- Associated Press - Sunday, June 19, 2016

RIVESVILLE, W.Va. (AP) - Marion County children got a chance to learn about service animals during a science camp Tuesday in Rivesville.

Gloria McClain, of Rivesville, brought her service dog Judd with her to show the children attending Camp Invention at Rivesville Elementary/Middle School.

Camp Invention is a science camp for children in kindergarten through sixth grade. It costs $220 for the weeklong camp, but scholarships are available, Kaitlin Hawkins, director of the Rivesville location of Camp Invention, said.

Camp Invention is a federally funded program. There are only two Camp Invention locations in the state of West

Virginia, Rivesville and Charleston, Hawkins said.

Camp Invention started Monday and runs through Friday, from 9 a.m. to 3:30 p.m. daily. A midmorning snack and lunch are provided to children attending the camp, Hawkins said.

The children participate in different science activities throughout the week. One of those activities was meeting Judd the service dog.

On Tuesday, McClain taught the children at Camp Invention about how her service dog Judd helps her. McClain has paralysis on her right side and migraines due to a childhood bicycle accident, she said.

McClain received Judd from Hearts of Gold in Morgantown five years ago.

“He’s a blessing,” McClain said.

Judd helps McClain with her balance and if she drops things, and he helps her by getting her migraine medication for her, she said.

McClain decided to share her story with the children at the camp because she is working on a degree in early childhood education at Pierpont Community & Technical College.

On Monday, the children had the opportunity to make solar-powered cricket robots with the help of Camp Invention teacher Gabriel Rhoades.

“It’s kind of neat. It gives them a chance to learn about these technologies they may never see,” Rhoades said.

On Tuesday, the children participated in an engineering activity where they got to build a pulley system to transport items back and forth, Rhoades said.

The children attending the camp will also enage in activities where they get to build things.

“They break apart different household items such as microwaves, VCRs, DVD players, anything that they can get their hands on, and they just tear it apart and then use those parts to build other things,”?Hawkins said.

The activities at the camp give “students an opportunity to see new science and technology ideas and to use them in everyday life,” Rhoades said.

Bryce Swann is going into the third grade this coming school year, and he attended Camp Invention. He said he likes the camp “because I like science a lot.”

Swann enjoyed meeting Judd the service dog, he said.

“He was pretty interesting,” Swann said.

Problems to work on:
- a) In the Camp Invention article, which organization gave McClain her service dog Judd?
- b) Please copy the Camp Invention article from "McClain decided to" up to and including "to build things.".

Data provided:
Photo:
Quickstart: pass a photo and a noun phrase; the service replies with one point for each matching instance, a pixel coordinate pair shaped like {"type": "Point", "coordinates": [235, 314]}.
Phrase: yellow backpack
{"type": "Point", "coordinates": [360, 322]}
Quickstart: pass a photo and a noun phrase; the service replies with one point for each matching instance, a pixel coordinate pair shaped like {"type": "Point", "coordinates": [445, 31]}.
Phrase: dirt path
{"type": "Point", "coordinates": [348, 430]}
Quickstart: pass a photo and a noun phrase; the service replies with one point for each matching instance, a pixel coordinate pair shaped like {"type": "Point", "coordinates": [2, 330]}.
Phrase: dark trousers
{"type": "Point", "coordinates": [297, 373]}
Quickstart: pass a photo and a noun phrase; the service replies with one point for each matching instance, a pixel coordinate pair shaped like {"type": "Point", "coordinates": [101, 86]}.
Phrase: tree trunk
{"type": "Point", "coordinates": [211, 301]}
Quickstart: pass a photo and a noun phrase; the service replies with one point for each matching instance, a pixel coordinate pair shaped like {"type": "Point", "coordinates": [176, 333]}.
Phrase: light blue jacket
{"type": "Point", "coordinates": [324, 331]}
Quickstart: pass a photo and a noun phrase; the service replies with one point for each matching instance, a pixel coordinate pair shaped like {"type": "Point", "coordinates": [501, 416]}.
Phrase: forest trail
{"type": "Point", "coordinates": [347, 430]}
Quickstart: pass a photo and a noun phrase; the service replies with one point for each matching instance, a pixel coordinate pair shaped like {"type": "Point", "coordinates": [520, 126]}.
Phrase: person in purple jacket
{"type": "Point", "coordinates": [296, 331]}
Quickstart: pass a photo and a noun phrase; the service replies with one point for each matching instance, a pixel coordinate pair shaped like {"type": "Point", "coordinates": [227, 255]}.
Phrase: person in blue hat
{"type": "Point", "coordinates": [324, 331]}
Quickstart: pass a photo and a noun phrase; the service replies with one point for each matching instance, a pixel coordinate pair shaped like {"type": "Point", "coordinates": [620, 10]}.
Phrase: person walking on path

Replies:
- a) Hearts of Gold in Morgantown

- b)
McClain decided to share her story with the children at the camp because she is working on a degree in early childhood education at Pierpont Community & Technical College.

On Monday, the children had the opportunity to make solar-powered cricket robots with the help of Camp Invention teacher Gabriel Rhoades.

“It’s kind of neat. It gives them a chance to learn about these technologies they may never see,” Rhoades said.

On Tuesday, the children participated in an engineering activity where they got to build a pulley system to transport items back and forth, Rhoades said.

The children attending the camp will also enage in activities where they get to build things.